--- begin Information shown ---

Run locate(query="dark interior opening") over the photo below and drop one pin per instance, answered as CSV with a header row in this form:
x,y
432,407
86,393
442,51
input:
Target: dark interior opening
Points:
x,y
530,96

--- end Information shown ---

Directive
Return the listing above verbatim, reproducing every line in its original order and form without alteration.

Task response
Run locate(query="dark interior opening") over the photo below and drop one pin per instance, answered as CSV with a header row in this form:
x,y
432,407
86,393
442,51
input:
Target: dark interior opening
Points:
x,y
530,96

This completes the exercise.